Stored records
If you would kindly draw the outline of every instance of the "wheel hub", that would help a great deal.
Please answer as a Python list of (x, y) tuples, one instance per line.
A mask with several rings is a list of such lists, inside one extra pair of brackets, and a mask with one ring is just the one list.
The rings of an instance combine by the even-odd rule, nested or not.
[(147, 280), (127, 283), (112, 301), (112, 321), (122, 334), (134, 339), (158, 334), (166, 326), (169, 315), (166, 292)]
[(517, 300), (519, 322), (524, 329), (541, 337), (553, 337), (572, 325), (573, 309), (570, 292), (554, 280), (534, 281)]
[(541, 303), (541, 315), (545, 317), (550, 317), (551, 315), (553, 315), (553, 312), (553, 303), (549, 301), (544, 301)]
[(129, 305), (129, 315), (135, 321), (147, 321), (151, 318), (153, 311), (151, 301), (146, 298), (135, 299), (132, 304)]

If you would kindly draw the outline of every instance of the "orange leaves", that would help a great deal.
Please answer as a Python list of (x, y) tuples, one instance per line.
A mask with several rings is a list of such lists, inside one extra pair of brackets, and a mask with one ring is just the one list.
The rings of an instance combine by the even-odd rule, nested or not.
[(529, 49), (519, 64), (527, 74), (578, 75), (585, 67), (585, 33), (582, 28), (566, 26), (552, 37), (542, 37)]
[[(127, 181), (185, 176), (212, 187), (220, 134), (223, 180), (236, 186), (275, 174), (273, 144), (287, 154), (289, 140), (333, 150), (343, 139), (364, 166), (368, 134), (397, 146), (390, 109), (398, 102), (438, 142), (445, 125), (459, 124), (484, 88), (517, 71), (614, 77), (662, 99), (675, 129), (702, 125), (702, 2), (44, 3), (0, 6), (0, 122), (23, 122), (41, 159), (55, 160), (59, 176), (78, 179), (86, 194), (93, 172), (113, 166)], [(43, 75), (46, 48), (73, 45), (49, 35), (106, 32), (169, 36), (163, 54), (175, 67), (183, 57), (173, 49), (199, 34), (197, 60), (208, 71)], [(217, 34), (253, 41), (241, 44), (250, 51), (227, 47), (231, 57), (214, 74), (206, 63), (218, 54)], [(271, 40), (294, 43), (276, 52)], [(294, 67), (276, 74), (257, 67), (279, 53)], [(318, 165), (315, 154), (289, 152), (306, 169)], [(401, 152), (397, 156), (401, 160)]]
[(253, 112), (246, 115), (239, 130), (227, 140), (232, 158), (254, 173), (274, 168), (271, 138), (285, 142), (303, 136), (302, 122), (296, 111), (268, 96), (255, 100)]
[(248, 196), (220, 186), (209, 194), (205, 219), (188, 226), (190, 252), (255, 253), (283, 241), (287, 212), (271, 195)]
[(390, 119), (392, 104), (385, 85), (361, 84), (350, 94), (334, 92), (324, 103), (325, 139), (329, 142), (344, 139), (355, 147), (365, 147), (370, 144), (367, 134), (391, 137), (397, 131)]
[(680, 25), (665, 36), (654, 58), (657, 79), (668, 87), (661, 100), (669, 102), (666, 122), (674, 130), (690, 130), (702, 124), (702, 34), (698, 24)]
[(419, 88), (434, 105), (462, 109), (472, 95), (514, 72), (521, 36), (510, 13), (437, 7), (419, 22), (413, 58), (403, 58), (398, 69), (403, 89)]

◆ Your goal:
Set down the data once more, exactly as shown above.

◆ Exercise result:
If you would kindly draw the outline of every instance of the "wheel hub", that would help a great deal.
Please answer as a Python list of (x, y) tuples, one instance per line.
A mask with several rings is a list of such lists, inside one extra pair of brackets, and a mask with one ring is just the one list.
The rings of an instance combine by the even-odd rule, nested or not.
[(147, 280), (127, 283), (112, 301), (112, 321), (122, 334), (134, 339), (158, 334), (166, 326), (169, 315), (166, 292)]
[(517, 300), (519, 322), (524, 329), (541, 337), (553, 337), (572, 325), (573, 309), (570, 292), (554, 280), (534, 281)]
[(541, 303), (541, 315), (545, 317), (550, 317), (551, 315), (553, 315), (553, 312), (553, 303), (549, 301), (544, 301)]
[(129, 305), (129, 315), (135, 321), (147, 321), (151, 318), (153, 311), (151, 301), (146, 298), (135, 299), (132, 304)]

If you would kindly draw the outline of every instance of the "orange leaves", that would help a great deal.
Please answer as a Python list of (x, y) tuples, one instance per line.
A mask with several rings is a list of such lists, inside one extra pair of brackets, and a mask with one ring is just the one list.
The rings of an instance combine by the even-odd rule, nested or not.
[(529, 49), (519, 64), (527, 74), (578, 75), (585, 67), (585, 33), (582, 28), (566, 26), (552, 37), (542, 37)]
[[(127, 181), (185, 176), (212, 187), (220, 134), (223, 180), (236, 186), (275, 174), (273, 144), (287, 154), (289, 140), (333, 150), (343, 139), (364, 166), (368, 134), (397, 146), (390, 109), (398, 102), (438, 142), (445, 125), (459, 124), (484, 88), (517, 71), (614, 77), (662, 99), (675, 129), (702, 125), (702, 2), (44, 3), (0, 6), (0, 122), (23, 122), (41, 159), (55, 160), (59, 176), (78, 179), (86, 194), (93, 172), (113, 166)], [(43, 75), (46, 48), (73, 45), (49, 35), (106, 32), (169, 36), (163, 54), (175, 67), (183, 57), (173, 49), (199, 34), (197, 60), (208, 71)], [(217, 34), (253, 41), (241, 44), (250, 51), (227, 47), (231, 57), (214, 74), (206, 63), (218, 54)], [(271, 40), (294, 43), (276, 52)], [(294, 67), (276, 74), (257, 67), (279, 53)], [(318, 165), (315, 154), (289, 152), (306, 169)], [(401, 152), (397, 156), (401, 160)]]
[(253, 112), (246, 115), (239, 130), (227, 140), (232, 158), (254, 173), (274, 168), (271, 138), (285, 142), (303, 136), (302, 122), (296, 111), (268, 96), (255, 100)]
[(248, 196), (220, 186), (209, 194), (205, 219), (188, 226), (190, 252), (255, 253), (283, 241), (287, 212), (271, 195)]
[(390, 119), (392, 104), (385, 85), (361, 84), (350, 94), (334, 92), (324, 103), (325, 139), (329, 142), (344, 139), (355, 147), (365, 147), (370, 144), (367, 134), (391, 137), (397, 131)]
[(680, 25), (665, 36), (654, 58), (657, 79), (668, 87), (661, 100), (669, 102), (666, 122), (674, 130), (690, 130), (702, 124), (702, 34), (698, 24)]
[(419, 88), (434, 105), (462, 109), (472, 95), (514, 72), (521, 36), (510, 13), (437, 7), (419, 22), (413, 58), (403, 58), (398, 69), (403, 89)]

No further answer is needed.